*** Exercise input ***
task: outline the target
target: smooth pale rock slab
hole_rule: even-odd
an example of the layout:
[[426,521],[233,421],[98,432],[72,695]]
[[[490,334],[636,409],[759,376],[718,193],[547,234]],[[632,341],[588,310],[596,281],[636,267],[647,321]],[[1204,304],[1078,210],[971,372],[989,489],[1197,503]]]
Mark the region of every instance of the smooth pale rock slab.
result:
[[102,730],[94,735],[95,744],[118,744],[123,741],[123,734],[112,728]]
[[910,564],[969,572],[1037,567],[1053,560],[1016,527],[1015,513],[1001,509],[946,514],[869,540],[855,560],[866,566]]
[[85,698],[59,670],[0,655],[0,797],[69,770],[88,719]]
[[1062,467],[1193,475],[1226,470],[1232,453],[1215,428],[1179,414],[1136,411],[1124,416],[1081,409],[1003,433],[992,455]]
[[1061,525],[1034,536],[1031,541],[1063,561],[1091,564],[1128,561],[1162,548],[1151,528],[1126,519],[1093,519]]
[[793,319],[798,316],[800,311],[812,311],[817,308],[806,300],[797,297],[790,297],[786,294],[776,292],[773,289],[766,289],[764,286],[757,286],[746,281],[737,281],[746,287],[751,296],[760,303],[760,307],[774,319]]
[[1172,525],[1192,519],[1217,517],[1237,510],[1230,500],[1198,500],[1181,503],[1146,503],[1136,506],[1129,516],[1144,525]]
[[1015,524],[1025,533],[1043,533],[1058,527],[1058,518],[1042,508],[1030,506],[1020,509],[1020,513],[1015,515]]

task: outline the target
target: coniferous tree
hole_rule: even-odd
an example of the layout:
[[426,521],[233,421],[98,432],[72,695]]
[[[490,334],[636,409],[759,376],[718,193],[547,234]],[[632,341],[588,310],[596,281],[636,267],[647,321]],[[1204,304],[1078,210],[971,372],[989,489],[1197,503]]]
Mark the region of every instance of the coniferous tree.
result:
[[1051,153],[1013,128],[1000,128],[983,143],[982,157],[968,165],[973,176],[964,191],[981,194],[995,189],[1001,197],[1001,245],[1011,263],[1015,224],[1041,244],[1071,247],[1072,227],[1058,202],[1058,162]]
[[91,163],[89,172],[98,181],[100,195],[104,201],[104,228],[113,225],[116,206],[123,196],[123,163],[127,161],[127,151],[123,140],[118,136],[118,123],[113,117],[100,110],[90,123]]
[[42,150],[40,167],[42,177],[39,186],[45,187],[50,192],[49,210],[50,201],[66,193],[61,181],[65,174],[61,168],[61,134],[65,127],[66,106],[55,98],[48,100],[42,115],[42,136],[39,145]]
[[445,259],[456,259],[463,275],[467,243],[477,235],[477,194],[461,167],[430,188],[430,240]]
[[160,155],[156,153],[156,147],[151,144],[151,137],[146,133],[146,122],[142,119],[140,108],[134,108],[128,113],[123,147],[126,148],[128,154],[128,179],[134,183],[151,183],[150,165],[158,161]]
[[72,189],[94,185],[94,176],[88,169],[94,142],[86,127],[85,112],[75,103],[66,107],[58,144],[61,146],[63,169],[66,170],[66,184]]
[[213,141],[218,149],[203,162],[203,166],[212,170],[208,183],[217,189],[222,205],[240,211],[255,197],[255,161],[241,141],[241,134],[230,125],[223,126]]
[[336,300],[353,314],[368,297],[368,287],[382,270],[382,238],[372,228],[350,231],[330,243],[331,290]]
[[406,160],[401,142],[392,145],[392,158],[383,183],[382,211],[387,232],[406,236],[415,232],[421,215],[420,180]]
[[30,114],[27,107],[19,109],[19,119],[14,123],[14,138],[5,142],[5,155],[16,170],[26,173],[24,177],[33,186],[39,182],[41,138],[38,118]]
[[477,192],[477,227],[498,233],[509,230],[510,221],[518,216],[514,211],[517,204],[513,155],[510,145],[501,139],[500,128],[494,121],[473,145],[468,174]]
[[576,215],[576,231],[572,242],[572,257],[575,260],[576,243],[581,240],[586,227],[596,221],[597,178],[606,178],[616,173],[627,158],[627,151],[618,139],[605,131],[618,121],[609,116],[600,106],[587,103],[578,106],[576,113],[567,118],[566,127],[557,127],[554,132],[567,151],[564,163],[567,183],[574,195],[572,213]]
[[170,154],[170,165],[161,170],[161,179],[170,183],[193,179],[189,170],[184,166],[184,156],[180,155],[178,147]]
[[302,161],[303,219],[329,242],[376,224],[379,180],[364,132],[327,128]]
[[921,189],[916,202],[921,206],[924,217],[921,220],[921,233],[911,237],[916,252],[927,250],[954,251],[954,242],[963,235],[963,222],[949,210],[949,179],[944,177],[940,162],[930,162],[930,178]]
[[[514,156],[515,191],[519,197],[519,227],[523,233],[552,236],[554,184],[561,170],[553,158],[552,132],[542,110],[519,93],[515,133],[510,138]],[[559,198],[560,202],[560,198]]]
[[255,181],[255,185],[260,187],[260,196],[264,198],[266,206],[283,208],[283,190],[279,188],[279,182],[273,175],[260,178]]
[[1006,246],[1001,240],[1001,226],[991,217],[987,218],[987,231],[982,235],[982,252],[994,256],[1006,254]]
*** End of Exercise input ***
-- Task instructions --
Each entry shown above must be retyped word for word.

-- Output --
task: outline the target
target: smooth pale rock slab
hole_rule: even-odd
an example of the layout:
[[426,521],[233,421],[98,432],[72,695]]
[[[490,334],[636,409],[759,376],[718,193],[547,234]],[[632,341],[588,310],[596,281],[636,267],[647,321]],[[1204,304],[1078,210],[971,372],[989,489],[1197,503]]]
Mark the region of every instance of the smooth pale rock slab.
result:
[[102,730],[94,735],[95,744],[118,744],[123,741],[123,734],[112,728]]
[[910,564],[969,572],[1037,567],[1053,560],[1016,527],[1015,513],[1001,509],[946,514],[869,540],[855,560],[866,566]]
[[85,698],[59,670],[0,655],[0,797],[69,770],[88,719]]
[[1062,467],[1193,475],[1226,470],[1232,453],[1215,428],[1179,414],[1136,411],[1124,416],[1081,409],[1003,433],[992,455]]
[[1061,525],[1034,536],[1031,541],[1063,561],[1091,564],[1128,561],[1162,548],[1151,528],[1126,519],[1093,519]]
[[793,319],[798,316],[800,311],[812,311],[817,308],[806,300],[797,297],[790,297],[786,294],[776,292],[773,289],[766,289],[764,286],[757,286],[746,281],[737,281],[746,287],[751,296],[760,303],[760,307],[774,319]]
[[1172,525],[1192,519],[1217,517],[1237,510],[1230,500],[1198,500],[1181,503],[1146,503],[1136,506],[1129,516],[1144,525]]
[[1015,524],[1025,533],[1043,533],[1058,527],[1058,518],[1042,508],[1030,506],[1020,509],[1020,513],[1015,515]]

task: outline the target
target: coniferous tree
hole_rule: even-odd
an example of the layout:
[[426,521],[233,421],[98,432],[72,695]]
[[[490,334],[636,409],[759,376],[718,193],[547,234]],[[632,341],[588,310],[596,281],[636,267],[647,321]],[[1204,304],[1078,210],[971,372],[989,489],[1197,503]]]
Mark the region of every instance of the coniferous tree.
result:
[[1051,153],[1013,128],[1000,128],[983,143],[982,157],[968,165],[973,176],[964,191],[981,194],[995,189],[1001,197],[1001,245],[1011,263],[1015,224],[1041,244],[1071,247],[1072,227],[1058,202],[1058,162]]
[[91,163],[89,172],[98,181],[100,195],[104,201],[104,228],[113,225],[116,206],[123,196],[123,163],[127,161],[127,151],[123,140],[118,136],[118,123],[113,117],[100,110],[90,123]]
[[42,150],[40,167],[42,177],[39,186],[45,187],[50,192],[49,210],[50,201],[66,193],[61,181],[65,174],[61,168],[61,134],[65,127],[66,106],[55,98],[48,100],[42,115],[42,136],[39,145]]
[[445,259],[456,259],[463,275],[467,243],[477,235],[477,194],[461,167],[430,188],[430,240]]
[[160,155],[156,153],[156,147],[151,144],[151,137],[146,133],[146,122],[142,119],[140,108],[134,108],[128,113],[123,147],[126,148],[128,154],[128,179],[134,183],[151,183],[150,165],[158,161]]
[[72,189],[94,185],[94,176],[88,169],[94,142],[86,127],[85,112],[75,103],[66,107],[58,144],[61,146],[63,169],[66,170],[66,184]]
[[213,141],[218,149],[203,162],[203,166],[212,170],[208,183],[217,189],[222,205],[240,211],[255,197],[255,161],[241,141],[241,134],[230,125],[223,126]]
[[336,300],[353,314],[368,297],[368,287],[382,270],[382,238],[372,228],[350,231],[330,243],[331,290]]
[[406,160],[401,142],[392,145],[392,158],[383,183],[382,211],[387,232],[406,236],[415,232],[421,215],[420,180]]
[[30,114],[27,107],[19,109],[19,119],[14,123],[14,138],[5,142],[5,155],[16,170],[26,173],[24,177],[33,186],[39,182],[41,138],[38,118]]
[[477,192],[477,227],[498,233],[509,230],[510,221],[518,216],[514,211],[517,204],[513,155],[510,145],[501,139],[500,128],[494,121],[473,145],[468,174]]
[[576,215],[576,231],[572,242],[572,257],[575,260],[576,243],[581,240],[586,227],[596,221],[597,178],[606,178],[616,173],[627,158],[627,151],[618,139],[605,131],[618,121],[609,116],[600,106],[587,103],[578,106],[576,113],[567,118],[566,127],[557,127],[554,132],[567,151],[564,163],[567,183],[574,195],[572,213]]
[[170,154],[170,165],[161,170],[161,179],[170,183],[193,179],[189,170],[184,166],[184,156],[180,155],[178,147]]
[[302,161],[303,219],[329,242],[376,224],[379,180],[364,132],[327,128]]
[[921,189],[916,202],[921,206],[924,217],[921,220],[921,233],[911,237],[916,252],[927,250],[954,251],[954,242],[963,235],[963,222],[949,210],[949,179],[944,177],[940,162],[930,162],[930,178]]
[[[514,156],[515,191],[519,197],[519,227],[523,233],[552,236],[554,184],[561,170],[553,158],[552,132],[542,110],[519,93],[515,133],[510,138]],[[559,198],[560,202],[560,198]]]
[[255,181],[255,185],[260,187],[260,196],[264,198],[266,206],[283,208],[283,190],[279,188],[279,182],[273,175],[260,178]]
[[1006,246],[1001,240],[1001,226],[991,217],[987,218],[987,231],[982,235],[982,252],[994,256],[1006,254]]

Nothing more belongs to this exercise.